- Quoted passage -
□ □ □ □ □

The cumulative frequency just greater than or equal to $50$ is $52$. The corresponding class $7.5-10.5$ is the median class.

Thus

  • $N=100$, total number of observations
  • $l = 7.5$, the lower limit of the median class
  • $f =34$, frequency of the median class
  • $F_< = 18$, cumulative frequency of the pre median class
  • $h =2$, the class width

The median can be computed as follows:

$$ \begin{aligned} \text{Median } &= l + \bigg(\frac{\frac{N}{2} - F_<}{f}\bigg)\times h\\ &= 7.5 + \bigg(\frac{\frac{100}{2} - 18}{34}\bigg)\times 2\\ &= 7.5 + \bigg(\frac{50 - 18}{34}\bigg)\times 2\\ &= 7.5 + \big(0.9412\big)\times 2\\ &= 7.5 + 1.8824\\ &= 9.3824 \text{ ('00 grams)} \end{aligned} $$

Mode

The maximum frequency is $34$, the corresponding class $7.5-10.5$ is the modal class.

Mode of the given frequency distribution is:

$$ \begin{aligned} \text{Mode } &= l + \bigg(\frac{f_m - f_1}{2f_m-f_1-f_2}\bigg)\times h\\ \end{aligned} $$

where

  • $l = 7.5$, the lower limit of the modal class
  • $f_m =34$, frequency of the modal class
  • $f_1 = 14$, frequency of the pre-modal class
  • $f_2 = 28$, frequency of the post-modal class
  • $h =2$, the class width

Thus mode of a frequency distribution is

$$ \begin{aligned} \text{Mode } &= l + \bigg(\frac{f_m - f_1}{2f_m-f_1-f_2}\bigg)\times h\\ &= 7.5 + \bigg(\frac{34 - 14}{2\times34 - 14 - 28}\bigg)\times 2\\ &= 7.5 + \bigg(\frac{20}{26}\bigg)\times 2\\ &= 7.5 + \big(0.7692\big)\times 2\\ &= 7.5 + \big(1.5385\big)\\ &= 9.0385 \text{ ('00 grams)} \end{aligned} $$

Conclusion

In this tutorial, you learned about formula for mean, median and mode for grouped data and how to calculate mean, median and mode for grouped data. You also learned about how to solve numerical problems based on mean, median and mode for grouped data.

□ □ □ □ □

- Apply what you read -
(a) Summarize the grouped-data tutorial in two sentences.
(b) Translate this sentence from the grouped-data tutorial into Spanish: "You also learned about how to solve numerical problems based on mean, median and mode for grouped data."

□ □ □ □ □

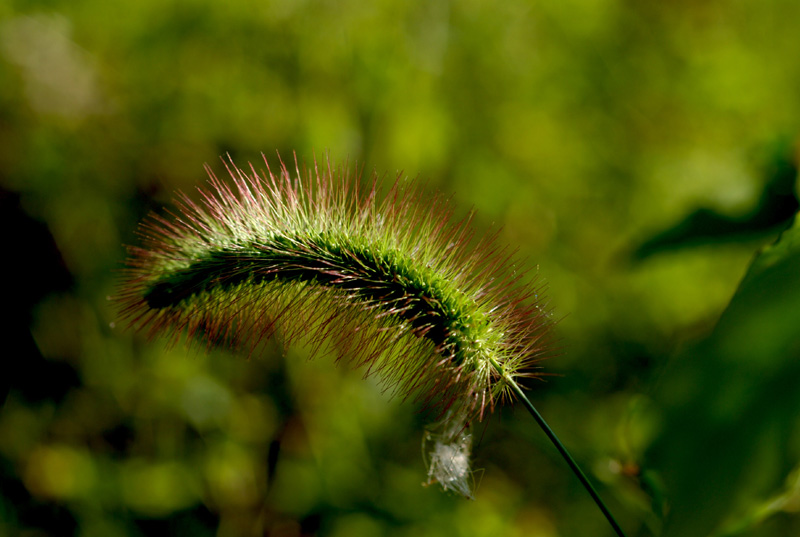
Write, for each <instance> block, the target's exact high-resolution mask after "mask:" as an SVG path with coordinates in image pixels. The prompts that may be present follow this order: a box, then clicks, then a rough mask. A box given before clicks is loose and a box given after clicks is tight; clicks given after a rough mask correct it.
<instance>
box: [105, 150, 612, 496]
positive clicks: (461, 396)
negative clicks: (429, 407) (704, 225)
mask: <svg viewBox="0 0 800 537" xmlns="http://www.w3.org/2000/svg"><path fill="white" fill-rule="evenodd" d="M265 164H266V170H267V171H266V172H262V173H261V174H259V173H258V172H257V171H256V169H255V168H254V167H253V166H252V165H251V166H250V167H249V170H248V171H245V170H242V169H240V168H238V167H236V165H235V164H234V163H233V161H232V160H230V159H228V162H227V163H226V168H227V171H228V173H229V175H230V181H223V180H221V179H219V178H217V177H216V176H215V175H214V173H213V171H212V170H211V169H210V168H209V167H208V166H206V171H207V172H208V174H209V177H210V181H209V187H207V188H205V189H202V188H201V189H198V190H199V196H198V197H199V201H193V200H192V199H190V198H189V197H188V196H185V195H182V196H181V197H180V199H179V200H178V201H177V212H176V213H175V214H173V215H171V216H168V217H164V216H158V215H153V216H151V217H149V218H148V219H147V220H146V221H145V222H144V223H143V224H142V226H141V229H140V234H141V236H142V241H143V244H142V246H141V247H132V248H129V259H128V268H127V269H126V276H125V281H124V283H123V284H122V286H121V290H120V293H119V296H118V297H117V300H118V302H119V303H120V307H121V311H122V317H124V318H125V319H127V320H128V322H129V323H130V324H131V325H132V326H134V327H135V328H137V329H139V330H142V331H145V332H146V333H147V334H148V335H150V336H155V335H157V334H162V333H165V334H168V335H171V336H172V337H178V336H180V335H182V334H186V335H189V336H195V337H199V338H201V339H202V340H204V341H206V342H207V343H208V344H210V345H224V346H226V347H232V348H236V349H240V350H243V351H245V352H249V353H252V352H254V351H255V350H256V349H257V348H258V346H259V344H260V343H261V342H263V341H264V339H265V338H268V337H270V336H273V335H274V334H276V333H278V334H280V336H281V338H282V339H283V340H284V341H285V342H286V343H287V344H289V343H292V342H295V341H296V342H298V343H300V344H305V345H308V346H310V348H311V351H312V353H314V354H322V353H333V354H335V356H336V358H337V359H343V360H347V361H349V362H351V363H353V364H355V365H357V366H360V367H362V368H364V370H365V374H372V373H378V374H379V375H380V378H381V379H382V381H383V383H384V385H385V387H386V388H387V389H388V390H390V391H392V393H395V394H399V395H401V396H402V397H404V398H405V397H410V398H413V399H415V400H419V401H422V402H423V403H424V404H425V406H427V407H430V408H434V409H436V410H437V411H438V412H439V415H440V417H441V418H443V419H442V422H441V423H440V424H439V425H438V426H437V427H436V432H429V433H427V434H426V458H427V459H428V462H429V464H430V468H429V479H430V481H431V482H438V483H440V484H441V485H442V486H443V487H444V488H445V489H448V490H453V491H455V492H458V493H460V494H463V495H465V496H468V497H471V495H472V488H471V472H470V469H469V450H470V446H471V437H470V436H469V426H470V424H471V423H472V422H474V421H477V420H481V419H483V417H484V416H486V415H487V414H488V413H489V412H491V410H492V409H493V408H494V406H495V404H496V403H497V402H498V401H501V400H503V399H506V398H509V399H510V398H515V397H519V396H520V395H521V394H522V392H521V391H520V388H519V385H518V380H519V379H520V378H522V377H526V376H527V377H530V376H536V375H537V374H538V373H537V369H536V364H537V362H538V361H539V360H540V359H542V358H544V357H546V356H547V354H548V353H549V352H550V349H551V345H550V337H549V335H550V332H551V330H550V328H551V326H552V322H551V320H550V315H549V313H548V311H547V310H546V309H545V308H544V307H543V306H542V304H541V299H540V297H539V295H538V292H539V290H538V288H537V287H536V286H535V283H534V281H533V279H532V278H528V277H526V275H525V274H524V272H522V271H519V270H518V269H517V267H516V265H515V262H514V258H513V255H512V254H511V253H509V252H508V251H507V250H506V249H504V248H502V247H500V246H499V245H498V244H497V242H496V240H495V236H485V237H483V238H476V237H475V236H474V233H473V231H472V228H471V227H470V219H471V215H470V217H467V218H465V219H463V220H460V221H454V220H453V218H452V209H451V207H450V205H449V204H448V202H447V201H446V200H443V199H442V198H439V197H437V198H434V199H433V200H431V201H429V202H427V203H426V202H424V201H423V200H422V199H421V194H420V191H419V189H418V187H417V186H416V185H415V183H414V182H409V181H406V180H404V179H403V178H402V177H401V176H398V177H397V178H396V179H395V180H394V181H393V182H391V183H390V184H387V185H385V186H386V188H385V190H386V193H385V194H382V193H381V192H382V186H384V185H382V183H381V181H380V180H379V178H378V176H377V175H375V174H373V175H372V177H371V180H370V181H369V182H368V185H367V187H366V188H362V187H361V186H360V185H359V177H358V174H354V173H351V171H350V170H349V169H348V168H347V167H346V166H336V165H334V164H333V163H332V162H330V161H328V162H326V163H324V165H323V166H320V165H319V164H318V163H317V162H315V163H314V165H313V167H312V168H311V169H310V170H305V169H301V167H300V166H298V165H297V163H296V162H295V169H294V170H293V173H290V171H289V170H288V169H287V168H286V166H285V165H284V163H283V162H281V163H280V165H279V168H277V170H276V171H272V170H271V169H270V167H269V163H268V162H267V161H266V159H265ZM522 397H524V395H522ZM562 447H563V446H562ZM589 486H591V485H589ZM596 499H597V498H596Z"/></svg>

□ □ □ □ □

- Completed exercise -
(a) The class 7.5–10.5 is the median class, and the median formula gives a median of 9.3824 ('00 grams). The same class is the modal class because it has the maximum frequency of 34, and the mode works out to 9.0385 ('00 grams).

(b) También aprendiste a resolver problemas numéricos basados en la media, la mediana y la moda para datos agrupados.